Revise the records below, replacing every occurrence of "keypoint" with "marker" and leaving all other text unchanged.

>> Begin Listed entries

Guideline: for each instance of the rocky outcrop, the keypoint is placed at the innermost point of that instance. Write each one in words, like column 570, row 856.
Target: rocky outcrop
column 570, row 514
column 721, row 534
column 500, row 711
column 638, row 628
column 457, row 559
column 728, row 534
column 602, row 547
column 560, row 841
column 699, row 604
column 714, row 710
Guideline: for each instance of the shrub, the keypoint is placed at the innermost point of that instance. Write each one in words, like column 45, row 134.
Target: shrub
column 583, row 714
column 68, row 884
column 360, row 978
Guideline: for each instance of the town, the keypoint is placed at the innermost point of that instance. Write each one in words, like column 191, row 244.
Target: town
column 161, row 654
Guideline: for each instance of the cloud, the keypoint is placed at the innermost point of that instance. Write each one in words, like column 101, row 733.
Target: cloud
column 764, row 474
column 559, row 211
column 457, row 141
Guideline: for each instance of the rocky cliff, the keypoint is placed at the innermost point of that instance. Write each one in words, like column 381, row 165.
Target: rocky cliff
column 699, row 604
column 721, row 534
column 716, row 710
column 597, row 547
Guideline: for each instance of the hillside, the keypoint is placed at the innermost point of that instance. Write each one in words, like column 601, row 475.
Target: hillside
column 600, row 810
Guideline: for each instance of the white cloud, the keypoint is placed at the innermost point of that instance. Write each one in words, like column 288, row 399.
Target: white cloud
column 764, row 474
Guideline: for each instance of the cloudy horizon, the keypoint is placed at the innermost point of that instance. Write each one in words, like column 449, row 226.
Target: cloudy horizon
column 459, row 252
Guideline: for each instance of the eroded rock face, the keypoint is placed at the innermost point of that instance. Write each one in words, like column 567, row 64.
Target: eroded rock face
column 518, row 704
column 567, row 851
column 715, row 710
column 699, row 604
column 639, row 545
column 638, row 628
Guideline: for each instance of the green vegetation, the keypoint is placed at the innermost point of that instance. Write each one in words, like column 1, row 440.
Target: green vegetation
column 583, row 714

>> End Listed entries

Final result →
Guideline: for each instance of the rocky outcrop, the marker is placed at the innermost point of that instance. Write each one in words, like column 570, row 856.
Target: rocky outcrop
column 570, row 514
column 721, row 534
column 500, row 711
column 638, row 628
column 457, row 559
column 728, row 534
column 602, row 547
column 560, row 841
column 699, row 604
column 714, row 710
Guideline: for each instance of the shrub, the marker is placed at the innermost point of that instance. Write each one in words, like column 45, row 134.
Target: shrub
column 583, row 714
column 68, row 884
column 360, row 978
Guideline: for each instance of the town, the marker is placed at the innermost point of that instance. Write each one in words, like column 191, row 244.
Target: town
column 161, row 654
Guideline: for each instance of the cloud, the marker is placed at the innermost point of that instance. Write each one in words, like column 101, row 733.
Target: cloud
column 764, row 474
column 559, row 211
column 457, row 141
Guideline: for each instance of the rocky cliff, the marker is placed at the innermost point of that instance. Write each one in words, like column 381, row 165.
Target: rocky cliff
column 699, row 604
column 721, row 534
column 716, row 710
column 597, row 547
Guideline: for each instance of the hillside, the marker is placed at the innermost point of that instance. Write each one in words, like column 601, row 475.
Target: hillside
column 600, row 810
Guideline: for each instance of the white cloud, the marker is placed at the innermost point of that instance. Write each one in words, like column 288, row 399.
Target: white cloud
column 764, row 474
Guideline: for each instance of the cloudy horizon, the marker is placed at the innermost point of that instance. Write each one in words, like column 449, row 226.
Target: cloudy horizon
column 459, row 252
Guideline: for each instance of the eroded rock face, the marker is placed at the innermost point of that instance. Write each one in words, like column 567, row 64.
Target: eroded rock face
column 518, row 704
column 567, row 851
column 715, row 710
column 699, row 604
column 639, row 545
column 638, row 628
Guideline: for each instance of the green vegetation, the marker is placed at the innermost point of that instance. Write each one in words, like column 1, row 440.
Target: green vegetation
column 583, row 714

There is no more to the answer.